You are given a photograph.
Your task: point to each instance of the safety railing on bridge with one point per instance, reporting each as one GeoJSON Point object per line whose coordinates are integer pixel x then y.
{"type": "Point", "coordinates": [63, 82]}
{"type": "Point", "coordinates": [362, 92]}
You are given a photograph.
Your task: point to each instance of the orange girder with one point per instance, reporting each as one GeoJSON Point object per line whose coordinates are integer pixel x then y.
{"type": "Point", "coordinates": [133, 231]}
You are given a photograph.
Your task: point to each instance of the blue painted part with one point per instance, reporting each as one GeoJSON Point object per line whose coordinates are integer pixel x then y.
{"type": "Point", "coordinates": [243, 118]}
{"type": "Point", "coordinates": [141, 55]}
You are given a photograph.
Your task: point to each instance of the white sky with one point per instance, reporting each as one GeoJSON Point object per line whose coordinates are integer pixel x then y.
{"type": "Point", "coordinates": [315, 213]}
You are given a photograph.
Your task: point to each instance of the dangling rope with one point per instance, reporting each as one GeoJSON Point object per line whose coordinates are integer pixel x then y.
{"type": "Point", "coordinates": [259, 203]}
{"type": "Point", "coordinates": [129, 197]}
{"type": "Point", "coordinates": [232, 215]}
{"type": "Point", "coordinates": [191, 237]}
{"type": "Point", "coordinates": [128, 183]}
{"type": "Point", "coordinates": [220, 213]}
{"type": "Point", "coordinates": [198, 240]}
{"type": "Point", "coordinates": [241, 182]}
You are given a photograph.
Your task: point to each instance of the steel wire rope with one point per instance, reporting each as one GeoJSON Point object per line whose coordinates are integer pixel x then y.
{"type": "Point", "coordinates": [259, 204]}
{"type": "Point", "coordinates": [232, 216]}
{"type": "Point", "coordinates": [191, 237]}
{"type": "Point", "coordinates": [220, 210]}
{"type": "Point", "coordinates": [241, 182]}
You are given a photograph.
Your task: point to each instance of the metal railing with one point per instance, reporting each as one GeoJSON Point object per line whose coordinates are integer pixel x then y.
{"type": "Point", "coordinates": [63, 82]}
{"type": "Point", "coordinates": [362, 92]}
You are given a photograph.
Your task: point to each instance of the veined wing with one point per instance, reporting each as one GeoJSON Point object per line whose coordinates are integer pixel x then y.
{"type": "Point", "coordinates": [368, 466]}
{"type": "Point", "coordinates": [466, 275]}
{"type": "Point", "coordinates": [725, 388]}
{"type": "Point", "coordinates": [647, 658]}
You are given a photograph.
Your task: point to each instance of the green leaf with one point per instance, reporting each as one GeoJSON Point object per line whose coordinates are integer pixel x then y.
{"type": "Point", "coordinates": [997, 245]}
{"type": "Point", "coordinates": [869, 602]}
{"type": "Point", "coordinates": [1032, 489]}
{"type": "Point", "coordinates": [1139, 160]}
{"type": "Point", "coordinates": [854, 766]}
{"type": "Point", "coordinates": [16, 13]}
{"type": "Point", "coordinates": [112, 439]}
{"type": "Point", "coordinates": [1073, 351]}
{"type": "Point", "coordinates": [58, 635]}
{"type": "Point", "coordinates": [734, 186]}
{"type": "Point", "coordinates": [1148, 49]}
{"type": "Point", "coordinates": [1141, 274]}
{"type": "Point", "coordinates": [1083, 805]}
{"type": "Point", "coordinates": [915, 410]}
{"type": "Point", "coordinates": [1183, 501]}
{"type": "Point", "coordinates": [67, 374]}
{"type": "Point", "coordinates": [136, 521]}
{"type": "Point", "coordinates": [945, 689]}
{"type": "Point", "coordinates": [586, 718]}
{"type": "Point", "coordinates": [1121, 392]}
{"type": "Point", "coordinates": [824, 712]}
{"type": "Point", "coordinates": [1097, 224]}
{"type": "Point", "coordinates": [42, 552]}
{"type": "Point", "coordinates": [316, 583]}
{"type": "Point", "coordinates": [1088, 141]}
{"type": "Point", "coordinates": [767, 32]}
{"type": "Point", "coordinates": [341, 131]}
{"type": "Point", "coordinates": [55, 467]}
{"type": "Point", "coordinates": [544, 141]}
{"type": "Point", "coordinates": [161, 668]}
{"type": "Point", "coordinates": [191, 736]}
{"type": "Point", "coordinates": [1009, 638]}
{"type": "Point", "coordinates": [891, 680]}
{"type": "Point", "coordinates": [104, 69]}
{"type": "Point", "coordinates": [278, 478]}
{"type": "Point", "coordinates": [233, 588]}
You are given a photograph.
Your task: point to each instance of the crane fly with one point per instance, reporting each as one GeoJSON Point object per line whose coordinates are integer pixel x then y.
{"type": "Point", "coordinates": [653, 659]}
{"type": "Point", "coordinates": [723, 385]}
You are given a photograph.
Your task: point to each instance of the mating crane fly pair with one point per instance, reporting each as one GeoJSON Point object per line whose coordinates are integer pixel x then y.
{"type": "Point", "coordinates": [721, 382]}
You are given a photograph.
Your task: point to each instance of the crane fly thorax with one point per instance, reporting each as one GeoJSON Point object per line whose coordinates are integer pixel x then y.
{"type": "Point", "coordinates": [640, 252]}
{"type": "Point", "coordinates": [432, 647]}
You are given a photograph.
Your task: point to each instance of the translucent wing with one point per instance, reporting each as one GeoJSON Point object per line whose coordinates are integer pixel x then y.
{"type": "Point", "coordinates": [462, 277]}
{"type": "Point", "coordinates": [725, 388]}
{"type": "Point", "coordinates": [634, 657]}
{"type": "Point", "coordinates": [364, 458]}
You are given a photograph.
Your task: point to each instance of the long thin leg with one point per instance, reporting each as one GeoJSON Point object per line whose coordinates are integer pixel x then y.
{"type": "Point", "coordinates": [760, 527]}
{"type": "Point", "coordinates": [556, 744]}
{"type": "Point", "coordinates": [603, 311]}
+---+
Aim:
Extract the entries above verbatim.

Finished task:
You are given a photograph.
Your task: point to each instance of the safety railing on bridge with one point per instance, reporting each as one GeoJSON Point object per line whose coordinates are integer pixel x then y.
{"type": "Point", "coordinates": [63, 82]}
{"type": "Point", "coordinates": [362, 92]}
You are given a photograph.
Your task: point to each instance of the orange girder with one point per instance, reporting each as one GeoJSON Point object per line whose coordinates are integer pixel x then y.
{"type": "Point", "coordinates": [133, 231]}
You are given a photograph.
Your task: point to each instance of the blue painted part with one point per instance, reporting each as one GeoJSON Point object per line whose coordinates are integer pixel x then y.
{"type": "Point", "coordinates": [243, 118]}
{"type": "Point", "coordinates": [141, 55]}
You are given a photograph.
Your task: point to each instance of the white sky with one point per instance, reporting each as one GeoJSON Point object per line whose coordinates are integer pixel x then y.
{"type": "Point", "coordinates": [315, 213]}
You are given a photograph.
Your task: point to each instance of the dangling rope with one point per instance, reporting each as one GeoJSON Point object per line whose coordinates are integer pixel x then y.
{"type": "Point", "coordinates": [259, 203]}
{"type": "Point", "coordinates": [129, 197]}
{"type": "Point", "coordinates": [232, 215]}
{"type": "Point", "coordinates": [191, 237]}
{"type": "Point", "coordinates": [128, 183]}
{"type": "Point", "coordinates": [220, 213]}
{"type": "Point", "coordinates": [198, 240]}
{"type": "Point", "coordinates": [241, 182]}
You are given a photograph.
Your task: point to each instance of the steel wire rope with one point per instance, reporting each as one GeoJSON Point object per line whose coordinates are integer pixel x then y.
{"type": "Point", "coordinates": [259, 204]}
{"type": "Point", "coordinates": [232, 216]}
{"type": "Point", "coordinates": [191, 237]}
{"type": "Point", "coordinates": [220, 210]}
{"type": "Point", "coordinates": [241, 182]}
You are given a photograph.
Your task: point to each instance of the metal railing with one point per instance, reporting each as one GeoJSON Point object per line whose coordinates are integer pixel x then y.
{"type": "Point", "coordinates": [63, 82]}
{"type": "Point", "coordinates": [362, 92]}
You are given a photograph.
Your task: point to each instance of the veined wing with one point per instance, reporting each as one GeoJSON Point object per line whose coordinates are integer pixel x then y.
{"type": "Point", "coordinates": [368, 466]}
{"type": "Point", "coordinates": [466, 275]}
{"type": "Point", "coordinates": [725, 388]}
{"type": "Point", "coordinates": [647, 658]}
You are given a photograph.
Your task: point to each instance of the green leaf with one point per instance, reporting each as one GeoJSON Point object per line whose coordinates are integer pixel x then y.
{"type": "Point", "coordinates": [997, 245]}
{"type": "Point", "coordinates": [869, 602]}
{"type": "Point", "coordinates": [1032, 489]}
{"type": "Point", "coordinates": [1139, 160]}
{"type": "Point", "coordinates": [854, 766]}
{"type": "Point", "coordinates": [16, 13]}
{"type": "Point", "coordinates": [112, 439]}
{"type": "Point", "coordinates": [1073, 351]}
{"type": "Point", "coordinates": [58, 635]}
{"type": "Point", "coordinates": [734, 186]}
{"type": "Point", "coordinates": [1148, 49]}
{"type": "Point", "coordinates": [1141, 274]}
{"type": "Point", "coordinates": [1083, 805]}
{"type": "Point", "coordinates": [915, 410]}
{"type": "Point", "coordinates": [1183, 501]}
{"type": "Point", "coordinates": [67, 374]}
{"type": "Point", "coordinates": [136, 521]}
{"type": "Point", "coordinates": [945, 689]}
{"type": "Point", "coordinates": [586, 718]}
{"type": "Point", "coordinates": [1121, 392]}
{"type": "Point", "coordinates": [824, 712]}
{"type": "Point", "coordinates": [1097, 224]}
{"type": "Point", "coordinates": [42, 552]}
{"type": "Point", "coordinates": [316, 583]}
{"type": "Point", "coordinates": [1088, 141]}
{"type": "Point", "coordinates": [767, 32]}
{"type": "Point", "coordinates": [341, 131]}
{"type": "Point", "coordinates": [55, 467]}
{"type": "Point", "coordinates": [544, 141]}
{"type": "Point", "coordinates": [161, 668]}
{"type": "Point", "coordinates": [191, 736]}
{"type": "Point", "coordinates": [1009, 638]}
{"type": "Point", "coordinates": [891, 680]}
{"type": "Point", "coordinates": [104, 69]}
{"type": "Point", "coordinates": [278, 478]}
{"type": "Point", "coordinates": [233, 588]}
You are given a photograph.
Your task: point to each instance of the crane fly with one point per instance, reporting each as one GeoJSON Point object per line whose coordinates are integer pixel x then y.
{"type": "Point", "coordinates": [653, 659]}
{"type": "Point", "coordinates": [723, 385]}
You are given a photograph.
Your task: point to each instance of the mating crane fly pair with one point per instance, reporting each as one GeoJSON Point object per line whose coordinates are integer pixel x then y.
{"type": "Point", "coordinates": [721, 382]}
You are given a photograph.
Your task: point to each instance of the crane fly thorax with one point per instance, reporting each as one GeoJSON Point object per line whose coordinates are integer pixel x then y.
{"type": "Point", "coordinates": [640, 252]}
{"type": "Point", "coordinates": [432, 647]}
You are given a photograph.
Your task: point to each instance of the translucent wing with one point per instance, reporting each as one GeoJSON Point object per line whose coordinates are integer pixel x then y.
{"type": "Point", "coordinates": [462, 277]}
{"type": "Point", "coordinates": [725, 388]}
{"type": "Point", "coordinates": [634, 657]}
{"type": "Point", "coordinates": [364, 458]}
You are given a photograph.
Your task: point to each instance of the long thin leg with one point per instance, reporting each as one GeoJSON Point object per line whose coordinates are integer pixel x then y.
{"type": "Point", "coordinates": [760, 527]}
{"type": "Point", "coordinates": [556, 744]}
{"type": "Point", "coordinates": [603, 311]}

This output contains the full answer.